This is a list of drivers with nationalities from Asian countries to compete in at least one NASCAR event in its top three national series (Cup, NOAPS, Truck).

The first Asian driver to compete in a NASCAR national series event was Toshio Suzuki, when he competed in one 1996 Busch Series race. The first Asian driver to compete in NASCAR's top series (Cup Series) was Hideo Fukuyama at the 2002 MBNA Platinum 400 at Dover Motor Speedway. Shigeaki Hattori, the third Asian driver to race in a national series event, later went on to become a team owner at Hattori Racing Enterprises, which would win the 2018 NASCAR Camping World Truck Series championship. Narain Karthikeyan was the first Indian driver to compete in a national series, who competed part time in the 2010 NASCAR Camping World Truck Series season between stints in Formula One.

Kyle Larson, the 2021 and 2025 NASCAR Cup Series champion and winner of 32 NASCAR Cup races, is a Japanese American. In 2016, Ryan Ellis became the first Japanese American to race in a Toyota manufactured Cup series car, which is a Japan-based company and only current foreign NASCAR manufacturer.

★ ★ ★ ★

Reproduce verbatim the portion of the text on Asian NASCAR drivers that begins at "The first Asian driver to compete in a" and ends after "in Formula One.".

__Dataset records__:
★ ★ ★ ★

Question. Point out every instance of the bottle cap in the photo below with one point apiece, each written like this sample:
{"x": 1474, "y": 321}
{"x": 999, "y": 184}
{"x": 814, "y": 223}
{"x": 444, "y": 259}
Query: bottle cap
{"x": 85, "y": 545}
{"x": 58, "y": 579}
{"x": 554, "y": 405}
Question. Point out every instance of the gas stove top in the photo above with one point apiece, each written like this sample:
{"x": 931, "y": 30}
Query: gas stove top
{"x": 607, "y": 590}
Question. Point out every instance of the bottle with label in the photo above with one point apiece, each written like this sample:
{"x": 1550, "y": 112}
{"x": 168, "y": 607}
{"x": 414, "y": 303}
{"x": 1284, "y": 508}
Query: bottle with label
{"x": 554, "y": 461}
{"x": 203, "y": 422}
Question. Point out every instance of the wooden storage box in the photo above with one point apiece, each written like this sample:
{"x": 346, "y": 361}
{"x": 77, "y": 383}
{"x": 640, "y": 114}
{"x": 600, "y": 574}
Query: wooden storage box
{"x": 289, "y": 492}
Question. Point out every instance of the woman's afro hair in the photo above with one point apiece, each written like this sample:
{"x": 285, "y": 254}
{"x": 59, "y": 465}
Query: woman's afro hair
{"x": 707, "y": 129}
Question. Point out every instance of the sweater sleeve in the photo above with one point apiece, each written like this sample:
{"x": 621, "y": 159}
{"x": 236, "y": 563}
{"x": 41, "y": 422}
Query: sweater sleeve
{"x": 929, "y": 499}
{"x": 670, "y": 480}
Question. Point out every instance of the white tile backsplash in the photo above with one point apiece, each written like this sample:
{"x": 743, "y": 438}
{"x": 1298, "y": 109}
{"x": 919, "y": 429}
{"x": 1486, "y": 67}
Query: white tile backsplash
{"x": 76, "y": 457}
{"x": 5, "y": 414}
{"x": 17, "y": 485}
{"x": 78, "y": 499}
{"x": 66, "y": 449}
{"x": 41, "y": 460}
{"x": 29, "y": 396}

★ ★ ★ ★

__Reply__:
The first Asian driver to compete in a NASCAR national series event was Toshio Suzuki, when he competed in one 1996 Busch Series race. The first Asian driver to compete in NASCAR's top series (Cup Series) was Hideo Fukuyama at the 2002 MBNA Platinum 400 at Dover Motor Speedway. Shigeaki Hattori, the third Asian driver to race in a national series event, later went on to become a team owner at Hattori Racing Enterprises, which would win the 2018 NASCAR Camping World Truck Series championship. Narain Karthikeyan was the first Indian driver to compete in a national series, who competed part time in the 2010 NASCAR Camping World Truck Series season between stints in Formula One.